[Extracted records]
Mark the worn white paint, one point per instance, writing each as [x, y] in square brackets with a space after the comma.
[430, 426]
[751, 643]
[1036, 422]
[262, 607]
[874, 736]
* * *
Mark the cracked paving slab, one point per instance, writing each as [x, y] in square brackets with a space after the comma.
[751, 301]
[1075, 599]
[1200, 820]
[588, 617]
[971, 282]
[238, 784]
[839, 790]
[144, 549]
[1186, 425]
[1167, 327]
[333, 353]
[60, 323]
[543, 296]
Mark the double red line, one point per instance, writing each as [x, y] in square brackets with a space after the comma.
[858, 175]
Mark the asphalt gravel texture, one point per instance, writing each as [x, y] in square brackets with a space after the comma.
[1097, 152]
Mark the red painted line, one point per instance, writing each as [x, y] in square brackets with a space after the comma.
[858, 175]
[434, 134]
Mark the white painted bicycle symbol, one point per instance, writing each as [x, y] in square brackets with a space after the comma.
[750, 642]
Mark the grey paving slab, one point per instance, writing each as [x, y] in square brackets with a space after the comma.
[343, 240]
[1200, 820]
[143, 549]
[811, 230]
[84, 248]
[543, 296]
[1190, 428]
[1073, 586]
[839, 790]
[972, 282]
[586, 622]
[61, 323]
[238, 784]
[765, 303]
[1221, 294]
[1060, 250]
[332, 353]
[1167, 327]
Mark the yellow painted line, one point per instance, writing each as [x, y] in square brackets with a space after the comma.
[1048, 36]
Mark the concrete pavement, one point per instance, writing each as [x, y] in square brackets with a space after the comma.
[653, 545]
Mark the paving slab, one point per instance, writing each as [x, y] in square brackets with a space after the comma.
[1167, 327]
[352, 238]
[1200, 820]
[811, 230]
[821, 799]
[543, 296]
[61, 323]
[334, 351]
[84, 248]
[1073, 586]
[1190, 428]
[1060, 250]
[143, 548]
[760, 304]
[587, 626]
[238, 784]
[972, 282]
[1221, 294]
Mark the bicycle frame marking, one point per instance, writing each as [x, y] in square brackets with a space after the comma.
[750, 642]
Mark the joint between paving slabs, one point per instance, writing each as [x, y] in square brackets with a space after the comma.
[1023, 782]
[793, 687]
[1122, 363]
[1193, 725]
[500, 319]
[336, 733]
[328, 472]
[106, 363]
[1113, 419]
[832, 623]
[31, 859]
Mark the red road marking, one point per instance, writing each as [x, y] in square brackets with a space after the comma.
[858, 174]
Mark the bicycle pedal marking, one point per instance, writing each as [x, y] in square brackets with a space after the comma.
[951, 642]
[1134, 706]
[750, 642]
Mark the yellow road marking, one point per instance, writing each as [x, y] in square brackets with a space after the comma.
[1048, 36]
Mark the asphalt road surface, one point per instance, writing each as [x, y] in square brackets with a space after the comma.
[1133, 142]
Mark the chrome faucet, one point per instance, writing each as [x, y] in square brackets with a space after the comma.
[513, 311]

# What you are asked to do
Retype everything in the listing from the line containing "Mark the yellow road" down to the line containing "[1133, 142]", including both of those lines.

# Task solution
Mark the yellow road marking, one point per instance, writing each as [x, y] in square brackets with a space after the comma.
[1048, 36]
Mark the asphalt road surface, one point per instance, writing each as [x, y] in square brackets with a space after the comma.
[1133, 142]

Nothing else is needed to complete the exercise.